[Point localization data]
****
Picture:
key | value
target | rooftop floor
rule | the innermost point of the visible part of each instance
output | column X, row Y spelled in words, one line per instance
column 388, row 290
****
What is expected:
An exact copy of every line above, start to finish, is required.

Your solution:
Picture:
key | value
target | rooftop floor
rule | the innermost point of the visible part of each instance
output | column X, row Y spelled in words, one line per instance
column 388, row 290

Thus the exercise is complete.